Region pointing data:
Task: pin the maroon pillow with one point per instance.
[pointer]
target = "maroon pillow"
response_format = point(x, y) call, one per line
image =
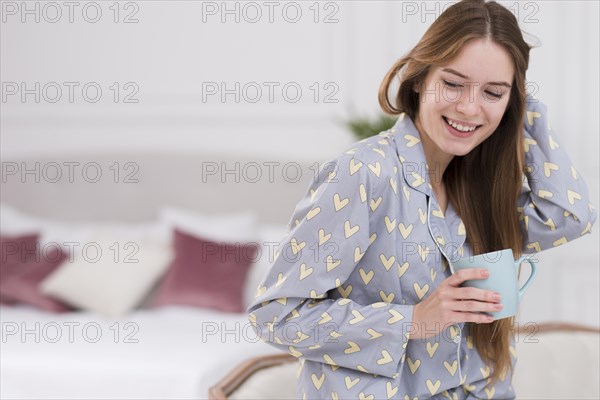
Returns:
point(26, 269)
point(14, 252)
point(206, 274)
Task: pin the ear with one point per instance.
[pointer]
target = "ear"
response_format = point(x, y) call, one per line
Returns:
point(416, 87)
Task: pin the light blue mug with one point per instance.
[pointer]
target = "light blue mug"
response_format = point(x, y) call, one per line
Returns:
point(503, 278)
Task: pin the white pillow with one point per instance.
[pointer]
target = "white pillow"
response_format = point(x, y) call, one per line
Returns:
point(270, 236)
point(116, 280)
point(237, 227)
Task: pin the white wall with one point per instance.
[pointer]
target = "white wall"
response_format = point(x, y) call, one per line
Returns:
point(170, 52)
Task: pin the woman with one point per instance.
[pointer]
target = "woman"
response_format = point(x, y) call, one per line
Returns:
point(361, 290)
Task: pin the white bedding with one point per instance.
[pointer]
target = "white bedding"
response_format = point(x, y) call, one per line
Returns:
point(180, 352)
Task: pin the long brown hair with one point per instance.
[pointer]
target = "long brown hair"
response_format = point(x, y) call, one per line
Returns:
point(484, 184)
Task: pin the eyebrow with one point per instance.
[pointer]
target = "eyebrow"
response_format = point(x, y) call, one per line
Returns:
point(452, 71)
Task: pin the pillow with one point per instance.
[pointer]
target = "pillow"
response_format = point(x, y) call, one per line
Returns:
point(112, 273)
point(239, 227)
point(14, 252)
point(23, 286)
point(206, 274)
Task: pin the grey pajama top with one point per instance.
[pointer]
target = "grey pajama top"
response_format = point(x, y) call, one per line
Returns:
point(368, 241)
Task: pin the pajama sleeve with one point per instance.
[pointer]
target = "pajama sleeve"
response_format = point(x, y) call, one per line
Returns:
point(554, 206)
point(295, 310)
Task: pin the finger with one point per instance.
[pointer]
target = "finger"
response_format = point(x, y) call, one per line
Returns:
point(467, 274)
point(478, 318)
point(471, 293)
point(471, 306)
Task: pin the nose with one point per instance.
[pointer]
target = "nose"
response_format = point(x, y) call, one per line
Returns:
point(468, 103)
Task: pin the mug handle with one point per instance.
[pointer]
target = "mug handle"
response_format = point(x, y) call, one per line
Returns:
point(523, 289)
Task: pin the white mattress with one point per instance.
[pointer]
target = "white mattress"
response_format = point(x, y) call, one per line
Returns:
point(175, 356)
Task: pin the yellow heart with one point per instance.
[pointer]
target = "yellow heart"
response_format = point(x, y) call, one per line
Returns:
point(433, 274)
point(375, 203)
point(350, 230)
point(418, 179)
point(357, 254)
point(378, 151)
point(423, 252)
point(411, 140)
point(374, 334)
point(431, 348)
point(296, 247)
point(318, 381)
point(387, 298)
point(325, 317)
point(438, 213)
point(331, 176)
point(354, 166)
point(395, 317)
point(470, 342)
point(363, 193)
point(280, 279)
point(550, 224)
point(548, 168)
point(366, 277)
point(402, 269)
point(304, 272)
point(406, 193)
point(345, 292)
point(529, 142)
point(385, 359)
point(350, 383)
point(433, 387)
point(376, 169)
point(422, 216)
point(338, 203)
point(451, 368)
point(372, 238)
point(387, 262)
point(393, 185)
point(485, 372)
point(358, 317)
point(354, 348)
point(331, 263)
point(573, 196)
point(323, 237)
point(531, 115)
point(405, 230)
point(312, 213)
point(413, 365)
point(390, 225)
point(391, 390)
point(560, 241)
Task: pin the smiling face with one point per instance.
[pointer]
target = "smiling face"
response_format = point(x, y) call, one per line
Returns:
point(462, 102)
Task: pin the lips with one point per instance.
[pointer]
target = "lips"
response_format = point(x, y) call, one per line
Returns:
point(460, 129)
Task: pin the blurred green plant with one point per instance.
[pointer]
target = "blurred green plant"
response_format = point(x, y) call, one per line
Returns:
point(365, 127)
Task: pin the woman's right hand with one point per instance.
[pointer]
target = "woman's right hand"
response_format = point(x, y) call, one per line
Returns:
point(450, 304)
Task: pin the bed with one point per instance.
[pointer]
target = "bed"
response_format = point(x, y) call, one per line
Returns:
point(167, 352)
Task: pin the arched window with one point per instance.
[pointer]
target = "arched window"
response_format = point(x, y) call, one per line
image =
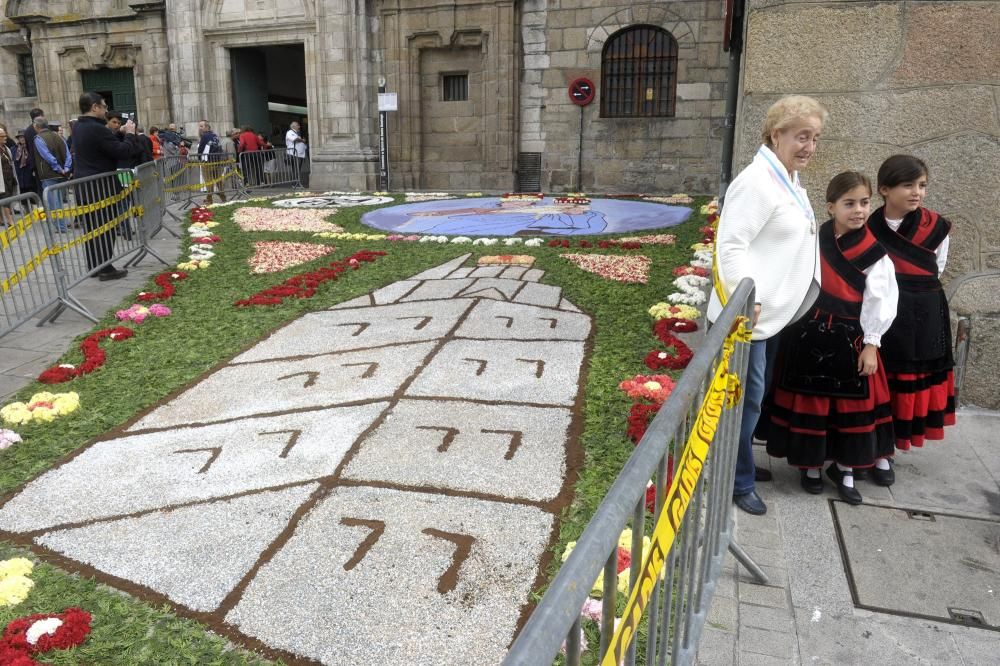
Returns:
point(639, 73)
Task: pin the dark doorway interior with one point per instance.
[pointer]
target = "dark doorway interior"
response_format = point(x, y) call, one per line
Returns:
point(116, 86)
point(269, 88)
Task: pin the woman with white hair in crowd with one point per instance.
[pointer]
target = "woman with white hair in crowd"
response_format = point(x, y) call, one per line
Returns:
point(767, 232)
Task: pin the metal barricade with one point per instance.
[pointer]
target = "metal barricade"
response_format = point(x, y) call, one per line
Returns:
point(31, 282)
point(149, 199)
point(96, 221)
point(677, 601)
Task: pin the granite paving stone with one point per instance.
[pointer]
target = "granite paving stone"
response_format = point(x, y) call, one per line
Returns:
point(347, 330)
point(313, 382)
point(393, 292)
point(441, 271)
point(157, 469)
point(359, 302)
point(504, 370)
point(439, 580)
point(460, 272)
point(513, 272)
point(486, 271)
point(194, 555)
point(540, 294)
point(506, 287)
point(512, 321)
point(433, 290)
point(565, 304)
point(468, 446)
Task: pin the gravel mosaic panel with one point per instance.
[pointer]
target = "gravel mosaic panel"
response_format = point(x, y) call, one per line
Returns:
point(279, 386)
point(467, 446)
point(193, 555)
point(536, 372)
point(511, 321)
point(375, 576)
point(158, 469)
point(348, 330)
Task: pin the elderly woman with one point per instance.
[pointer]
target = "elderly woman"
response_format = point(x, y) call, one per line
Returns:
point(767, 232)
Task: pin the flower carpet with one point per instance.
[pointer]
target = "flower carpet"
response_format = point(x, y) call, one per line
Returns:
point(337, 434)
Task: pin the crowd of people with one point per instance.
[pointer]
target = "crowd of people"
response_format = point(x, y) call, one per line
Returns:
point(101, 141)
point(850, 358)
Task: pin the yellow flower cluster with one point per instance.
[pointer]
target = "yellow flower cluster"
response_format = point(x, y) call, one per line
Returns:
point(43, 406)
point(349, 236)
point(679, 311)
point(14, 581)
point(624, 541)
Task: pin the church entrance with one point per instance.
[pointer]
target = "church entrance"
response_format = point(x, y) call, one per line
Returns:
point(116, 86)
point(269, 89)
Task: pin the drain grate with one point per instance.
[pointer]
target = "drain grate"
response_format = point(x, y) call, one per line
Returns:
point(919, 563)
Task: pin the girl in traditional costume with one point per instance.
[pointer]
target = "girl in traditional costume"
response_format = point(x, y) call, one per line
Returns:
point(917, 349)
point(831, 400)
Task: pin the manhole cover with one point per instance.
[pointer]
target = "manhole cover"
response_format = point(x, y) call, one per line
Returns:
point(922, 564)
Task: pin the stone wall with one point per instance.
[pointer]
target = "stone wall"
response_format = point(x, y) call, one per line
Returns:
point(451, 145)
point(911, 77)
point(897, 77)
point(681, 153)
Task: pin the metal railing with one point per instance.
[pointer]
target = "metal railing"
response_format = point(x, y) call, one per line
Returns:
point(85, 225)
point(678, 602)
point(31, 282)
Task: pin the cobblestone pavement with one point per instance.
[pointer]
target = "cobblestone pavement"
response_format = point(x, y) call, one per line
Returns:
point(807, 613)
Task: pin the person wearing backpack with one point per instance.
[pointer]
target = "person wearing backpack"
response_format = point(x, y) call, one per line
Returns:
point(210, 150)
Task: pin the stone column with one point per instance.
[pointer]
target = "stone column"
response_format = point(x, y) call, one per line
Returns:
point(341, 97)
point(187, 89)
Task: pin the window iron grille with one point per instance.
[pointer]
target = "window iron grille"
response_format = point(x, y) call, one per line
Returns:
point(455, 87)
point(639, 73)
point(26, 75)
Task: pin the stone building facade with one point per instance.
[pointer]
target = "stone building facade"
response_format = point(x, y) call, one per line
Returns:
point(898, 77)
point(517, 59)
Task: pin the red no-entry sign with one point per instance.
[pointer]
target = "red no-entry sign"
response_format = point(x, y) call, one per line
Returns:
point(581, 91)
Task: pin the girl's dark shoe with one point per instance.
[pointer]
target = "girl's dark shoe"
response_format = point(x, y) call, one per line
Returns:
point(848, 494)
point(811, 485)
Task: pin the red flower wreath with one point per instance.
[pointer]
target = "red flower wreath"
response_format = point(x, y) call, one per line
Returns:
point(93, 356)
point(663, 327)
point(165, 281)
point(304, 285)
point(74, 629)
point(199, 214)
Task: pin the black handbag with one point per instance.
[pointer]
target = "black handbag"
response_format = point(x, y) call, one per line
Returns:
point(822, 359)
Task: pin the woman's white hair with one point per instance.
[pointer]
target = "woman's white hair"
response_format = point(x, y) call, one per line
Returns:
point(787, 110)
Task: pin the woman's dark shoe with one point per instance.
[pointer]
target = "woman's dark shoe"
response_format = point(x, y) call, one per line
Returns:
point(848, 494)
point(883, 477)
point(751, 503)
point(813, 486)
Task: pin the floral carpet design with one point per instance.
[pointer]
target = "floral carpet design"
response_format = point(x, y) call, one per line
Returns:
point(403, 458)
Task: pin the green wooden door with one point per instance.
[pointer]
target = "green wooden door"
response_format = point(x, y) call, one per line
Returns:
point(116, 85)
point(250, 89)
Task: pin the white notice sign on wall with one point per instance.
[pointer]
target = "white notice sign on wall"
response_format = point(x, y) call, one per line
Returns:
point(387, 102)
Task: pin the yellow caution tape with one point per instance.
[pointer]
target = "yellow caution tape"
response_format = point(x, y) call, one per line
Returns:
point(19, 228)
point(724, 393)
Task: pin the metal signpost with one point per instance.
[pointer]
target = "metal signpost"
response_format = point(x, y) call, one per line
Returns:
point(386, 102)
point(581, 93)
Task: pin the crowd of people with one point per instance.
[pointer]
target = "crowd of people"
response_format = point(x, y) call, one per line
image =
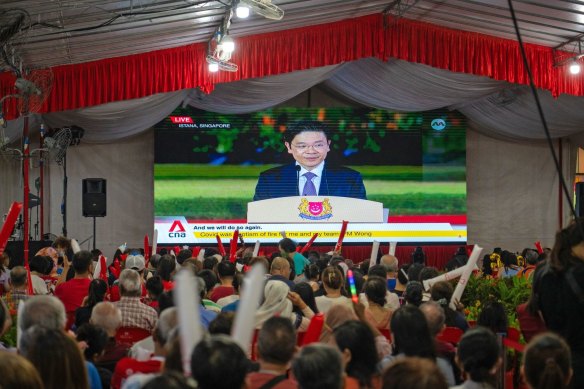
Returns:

- _WHAT TO PRODUCE_
Only the lines that contain the string "lips" are to be copied from the records.

- _ANSWER_
Task: pin the lips with one point per instance.
target = "lips"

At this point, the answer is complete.